### [Available data]
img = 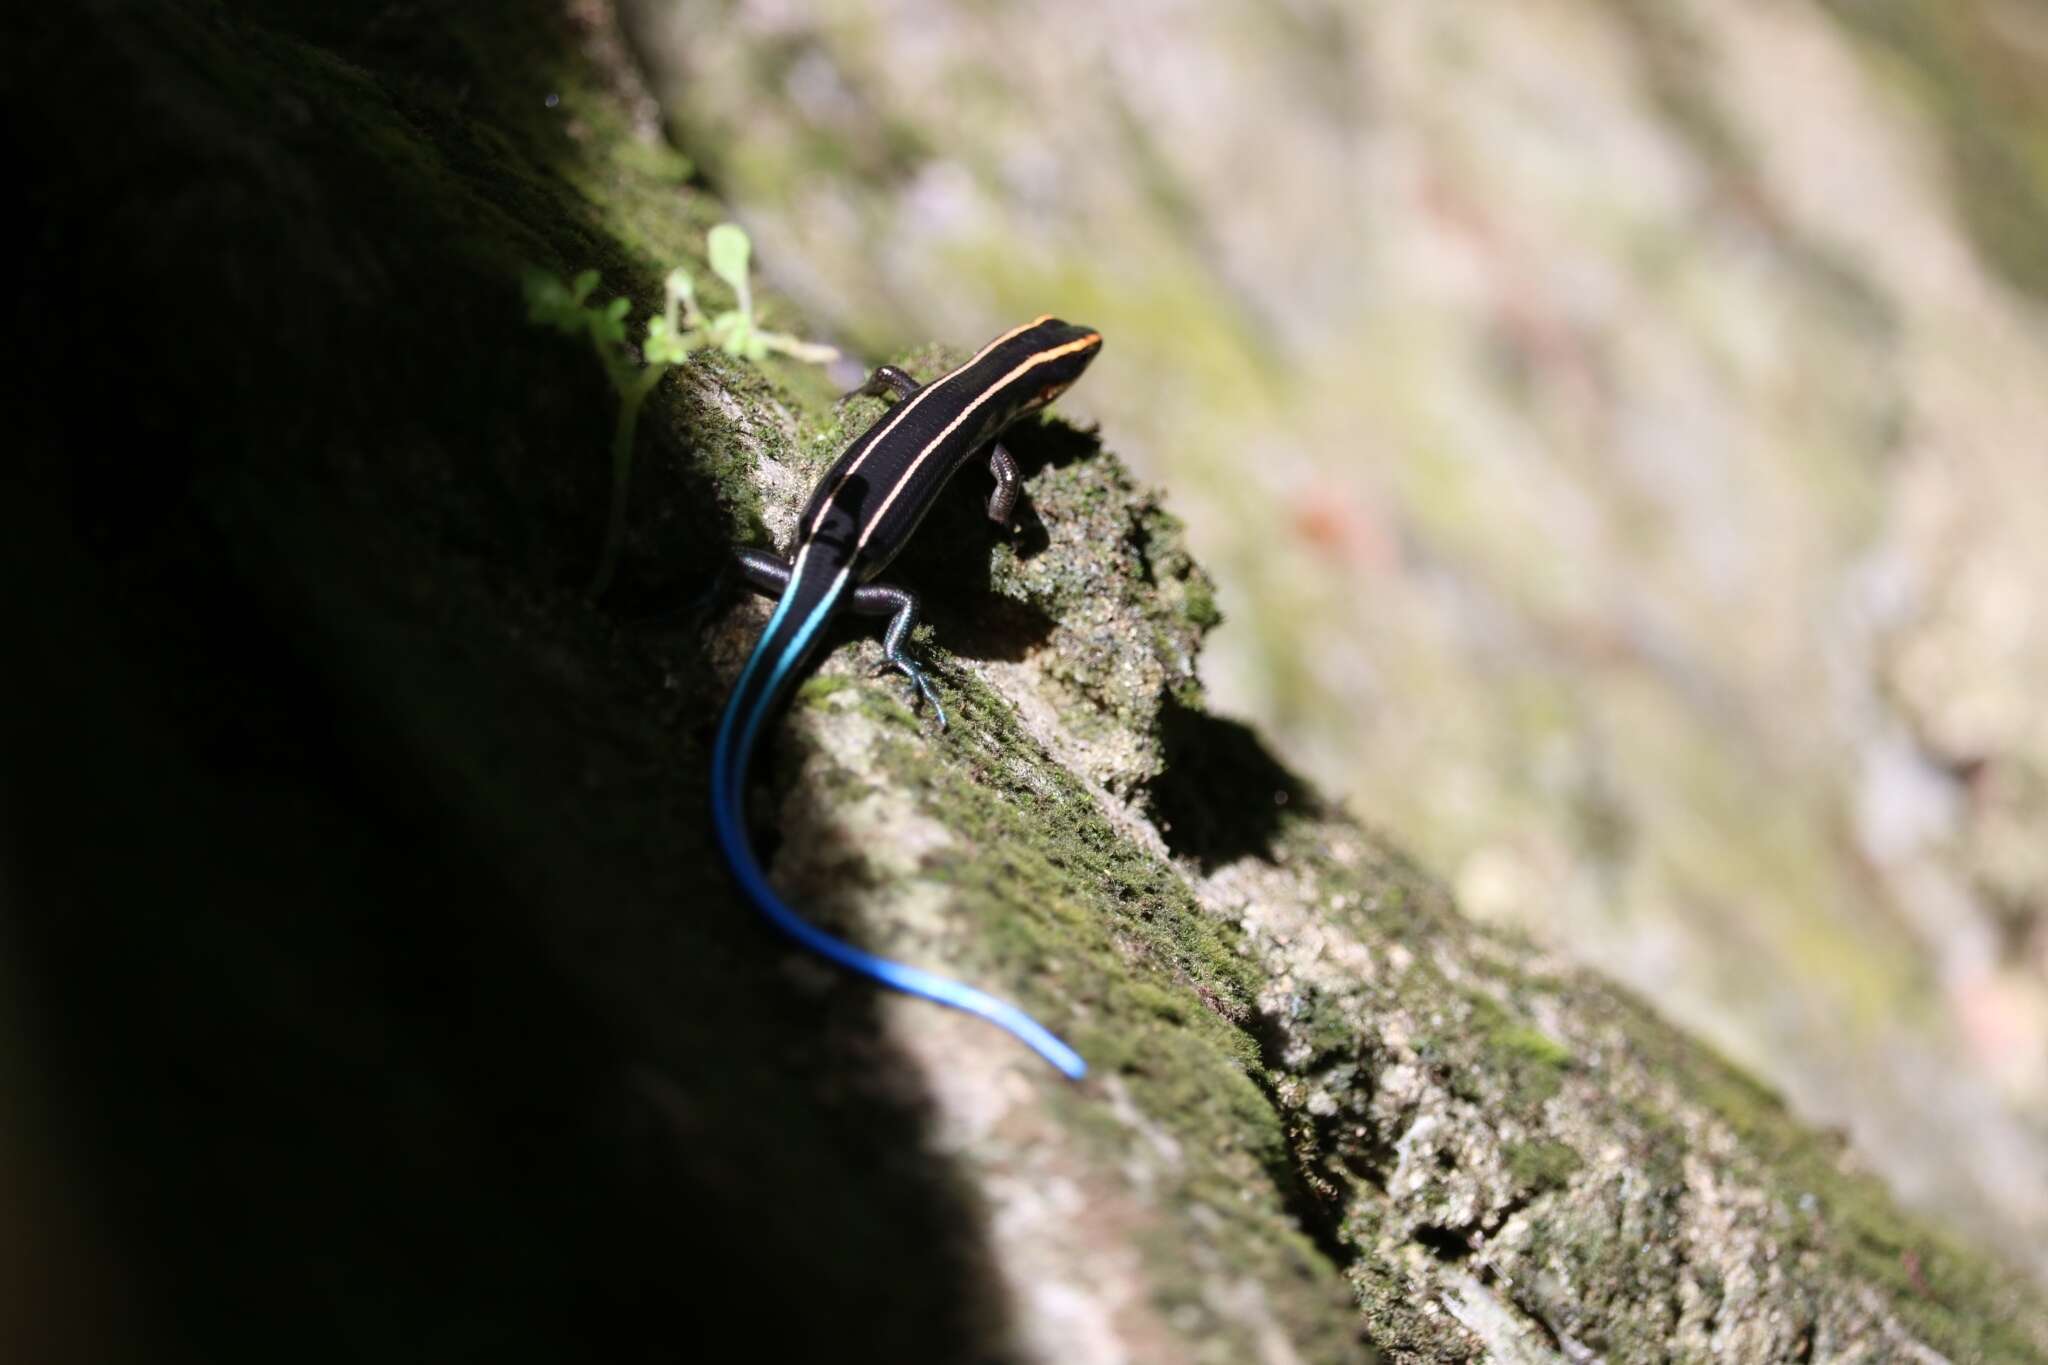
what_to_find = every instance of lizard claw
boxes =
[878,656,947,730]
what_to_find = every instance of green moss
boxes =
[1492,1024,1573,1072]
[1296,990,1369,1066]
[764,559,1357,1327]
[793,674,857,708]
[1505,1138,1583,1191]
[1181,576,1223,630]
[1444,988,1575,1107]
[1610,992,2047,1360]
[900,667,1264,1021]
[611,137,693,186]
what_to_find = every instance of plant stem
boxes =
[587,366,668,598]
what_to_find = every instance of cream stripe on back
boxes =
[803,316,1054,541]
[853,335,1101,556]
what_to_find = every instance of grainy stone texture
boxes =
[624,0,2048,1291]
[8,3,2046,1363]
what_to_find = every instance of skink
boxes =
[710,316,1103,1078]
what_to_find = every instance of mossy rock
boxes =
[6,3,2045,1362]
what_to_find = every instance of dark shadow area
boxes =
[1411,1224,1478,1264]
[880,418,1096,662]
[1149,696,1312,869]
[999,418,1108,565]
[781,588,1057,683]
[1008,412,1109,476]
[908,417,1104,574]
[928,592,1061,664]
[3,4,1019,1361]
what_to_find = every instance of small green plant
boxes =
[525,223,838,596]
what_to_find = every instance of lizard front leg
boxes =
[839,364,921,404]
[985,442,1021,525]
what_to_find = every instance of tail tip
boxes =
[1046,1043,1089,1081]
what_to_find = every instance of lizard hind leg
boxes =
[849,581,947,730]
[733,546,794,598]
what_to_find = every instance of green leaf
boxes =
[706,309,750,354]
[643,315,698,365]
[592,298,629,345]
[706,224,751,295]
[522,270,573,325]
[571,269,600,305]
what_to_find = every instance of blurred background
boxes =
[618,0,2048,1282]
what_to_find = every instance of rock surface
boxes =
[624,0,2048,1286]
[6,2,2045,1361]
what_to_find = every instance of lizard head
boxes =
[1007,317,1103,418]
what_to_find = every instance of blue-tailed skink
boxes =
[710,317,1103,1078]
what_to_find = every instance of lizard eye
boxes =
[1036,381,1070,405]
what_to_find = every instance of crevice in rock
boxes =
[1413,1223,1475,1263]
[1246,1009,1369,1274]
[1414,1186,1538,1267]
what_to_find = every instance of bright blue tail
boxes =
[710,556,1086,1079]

* * *

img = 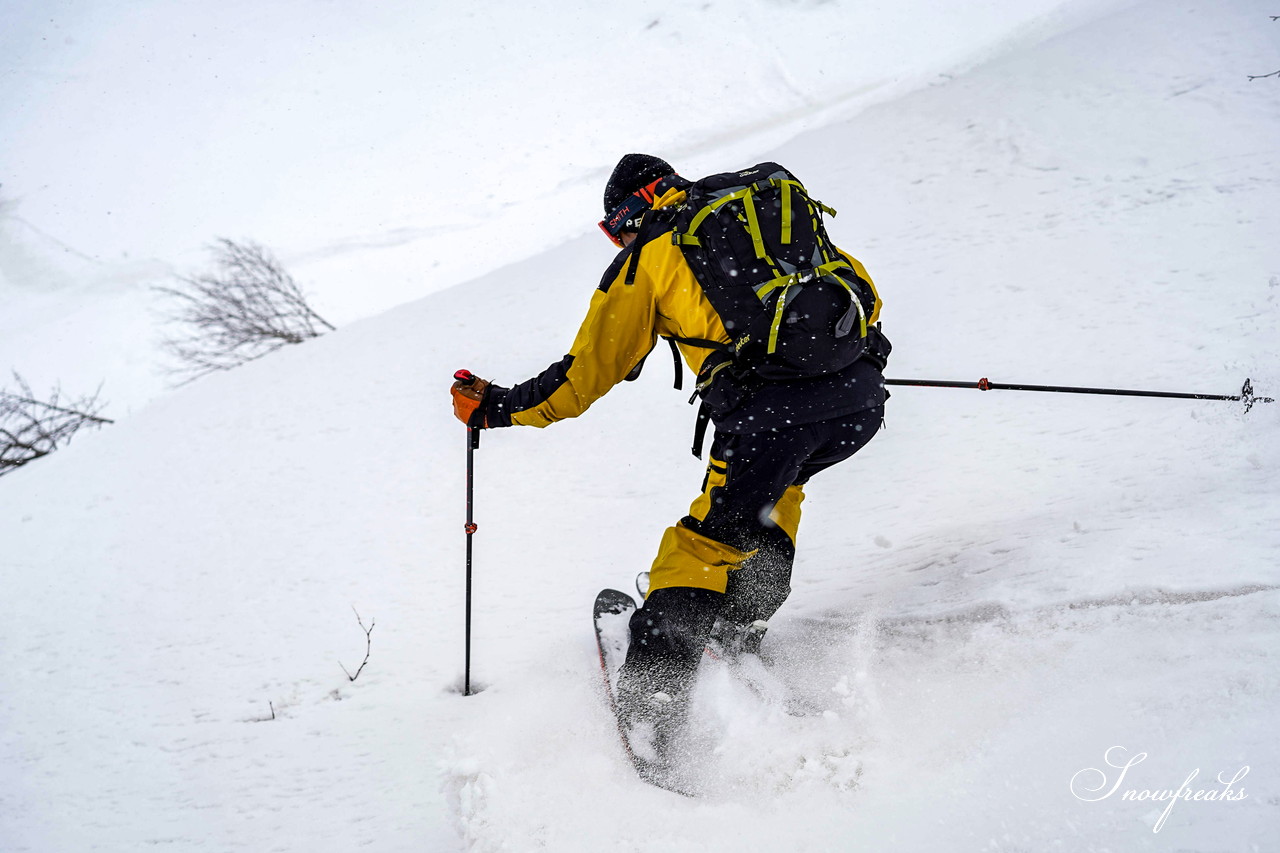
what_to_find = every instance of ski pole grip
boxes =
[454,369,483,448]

### [Prompt]
Copy out every line from the material above where the string "lizard" turns up.

### [Solution for this task]
what_to_find = every instance of lizard claw
what_to_find = every instance of lizard front leg
what_to_find = every instance of lizard hind leg
what_to_find = every instance of lizard head
what_to_find = every instance of lizard eye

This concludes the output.